─── Texto del documento

Quienes saben de cocina aseguran que los estofados acaban mejor cocinados a fuego lento. Y cuanto más lento mejor. Recuerdo hace años que cociné un "civet de porc senglar" (estofado de jabalí) para un grupo de 20 personas y lo cociné en una vieja masía donde había tres o cuatro estufas de leña, repartí las cazuelas sobre todas esas estufas y ya podéis imaginar que iba corriendo de un lado a otro de la casa, controlando, probando, rectificando... La carne del jabalí recién cazado, debe congelarse porque han de pasar unos días para que el veterinario certifique que no tiene enfermedades. Posterior a su descongelación, la carne está más dura que un día sin pausas para el café (así es el jababalí) por lo que el secreto consiste en cocinar a fuego muy lento para romper las fibras. Aquel estofado estuvo cerca de cuatro horas cocinándose en las estufas y quienes lo prueban aseguran que fue lo mejor que habían comido en años. Aunque quizás este recuerdo lo tengo algo distorsionado por culpa de mi ego. Pero fue un estofado espectacular. Eso si.
Todos los placeres de la vida deberían estar cocinados a fuego lento. Y no asocio ahora placeres a sexo o a BDSM (como suele ser habitual en este blog), hablamos de cualquier placer, sea oral o no.
No obstante, nuestra personalidad nos mueve también a querer llegar al clímax de cualquier placer lo antes posible, saltándonos todas las etapas y acabando en la cárcel sin pasar por la casilla de salida (Monopoly dixit). Es complejo echar el freno de mano cuando estas al volante de un potente coche deseoso de sentir la velocidad en tus venas. Yo soy el primero al que le cuesta apaciguar las cosas y bajar el fuego para que todo se cocine con tranquilidad y el sabor final sea más potente.
No soy una persona impetuosa aunque muchas veces me muevo por impulsos y esos impulsos me hacen correr cuando debería caminar. Y sucede aunque el ímpetu o la obsesión no formen parte de mi vocabulario. Me gusta cocinar las cosas a fuego lento y no me gusta perder el tiempo. ¿Son compatibles ambas cosas? Encontrar ese equilibrio es el secreto de cualquier tipo de placer: apretar ligeramente el acelerador cuando el coche pierde velocidad y apretar ligeramente el freno cuando va a toda prisa. Mantener una velocidad constante que acabe llevándonos a nuestro destino sin que nuestro copiloto se aburra, se maree o decida bajar del coche y pedir un Uber.

──────

→ **Enunciado**: Resume en dos oraciones el texto sobre cocinar a fuego lento.

─── Entradas listadas

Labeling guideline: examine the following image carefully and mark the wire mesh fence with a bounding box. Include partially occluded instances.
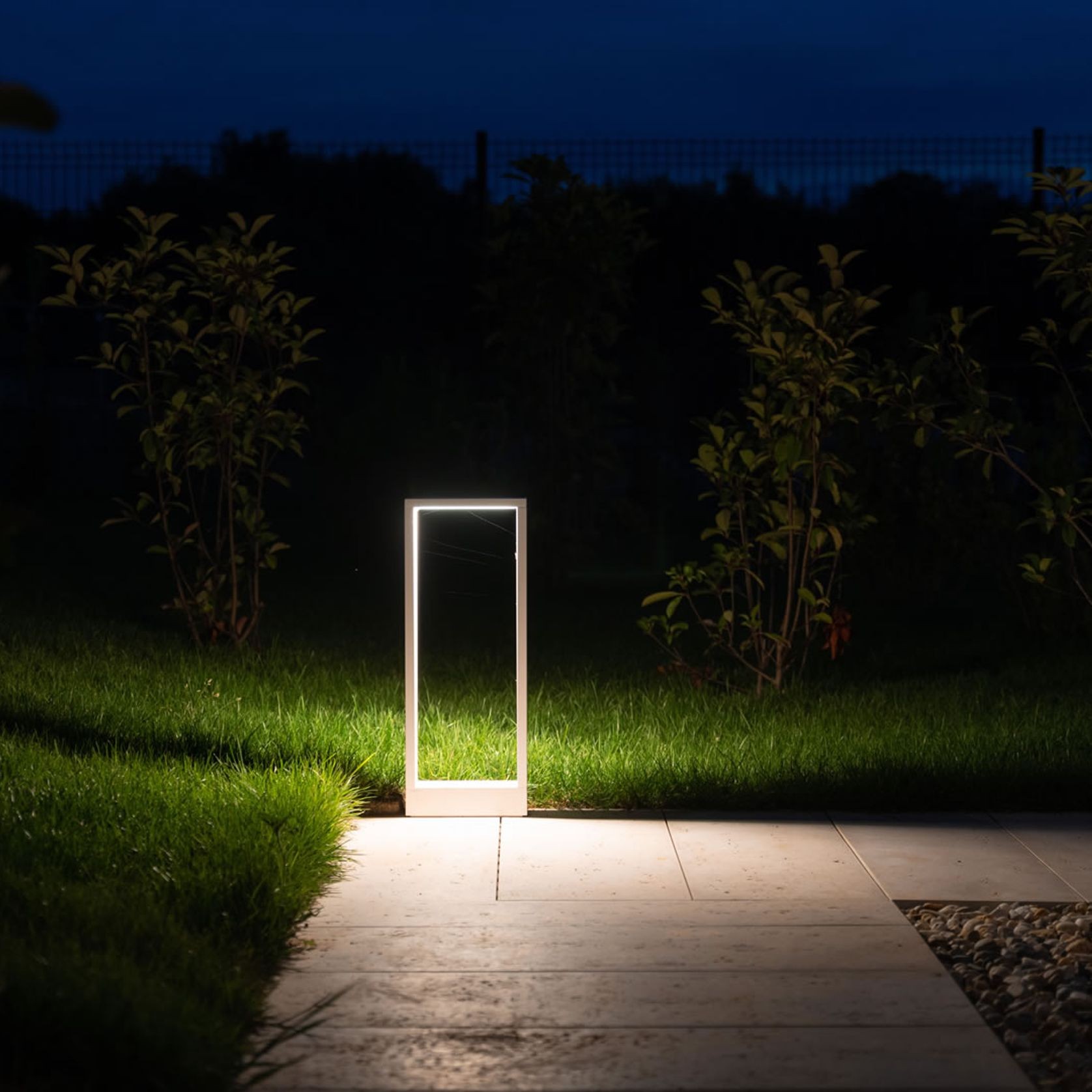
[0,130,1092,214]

──────
─── Entradas listadas

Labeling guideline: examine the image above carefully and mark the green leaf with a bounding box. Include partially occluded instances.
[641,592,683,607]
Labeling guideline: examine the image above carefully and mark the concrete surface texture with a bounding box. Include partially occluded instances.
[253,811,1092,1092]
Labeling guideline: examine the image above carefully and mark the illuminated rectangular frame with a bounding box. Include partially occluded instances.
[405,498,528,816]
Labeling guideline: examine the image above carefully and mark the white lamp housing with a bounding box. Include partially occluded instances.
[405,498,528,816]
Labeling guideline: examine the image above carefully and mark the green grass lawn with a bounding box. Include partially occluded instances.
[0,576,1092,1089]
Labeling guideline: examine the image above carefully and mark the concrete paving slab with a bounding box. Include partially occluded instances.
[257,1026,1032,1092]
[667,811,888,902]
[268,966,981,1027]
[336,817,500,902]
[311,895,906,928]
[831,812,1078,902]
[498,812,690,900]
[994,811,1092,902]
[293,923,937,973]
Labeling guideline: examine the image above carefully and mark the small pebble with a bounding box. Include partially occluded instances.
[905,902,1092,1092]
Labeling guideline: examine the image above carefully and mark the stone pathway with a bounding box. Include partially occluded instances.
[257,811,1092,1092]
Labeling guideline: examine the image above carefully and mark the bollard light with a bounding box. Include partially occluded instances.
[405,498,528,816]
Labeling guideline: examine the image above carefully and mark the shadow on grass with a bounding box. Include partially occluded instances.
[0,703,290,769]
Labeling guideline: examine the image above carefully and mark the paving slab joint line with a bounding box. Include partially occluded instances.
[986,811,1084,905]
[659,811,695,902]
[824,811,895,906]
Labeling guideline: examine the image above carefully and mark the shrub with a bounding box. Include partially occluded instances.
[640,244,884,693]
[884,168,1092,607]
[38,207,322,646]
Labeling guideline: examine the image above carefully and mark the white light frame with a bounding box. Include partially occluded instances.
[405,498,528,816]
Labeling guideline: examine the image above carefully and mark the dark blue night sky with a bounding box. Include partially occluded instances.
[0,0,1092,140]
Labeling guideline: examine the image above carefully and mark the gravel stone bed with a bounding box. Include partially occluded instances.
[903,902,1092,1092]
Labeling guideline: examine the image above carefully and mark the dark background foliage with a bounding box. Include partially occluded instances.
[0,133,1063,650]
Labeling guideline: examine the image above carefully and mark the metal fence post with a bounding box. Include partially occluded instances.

──────
─── Entradas listadas

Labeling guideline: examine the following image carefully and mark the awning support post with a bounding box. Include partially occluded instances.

──────

→ **Resultado**: El autor recuerda un estofado de jabalí que cocinó durante cerca de cuatro horas en varias estufas de leña de una masía, porque la carne de jabalí descongelada es muy dura y hay que cocinarla a fuego muy lento para romper sus fibras. También sostiene que todos los placeres de la vida deberían cocinarse a fuego lento y que el secreto está en equilibrar el acelerador y el freno para mantener una velocidad constante, aunque a él mismo le cuesta frenar sus impulsos.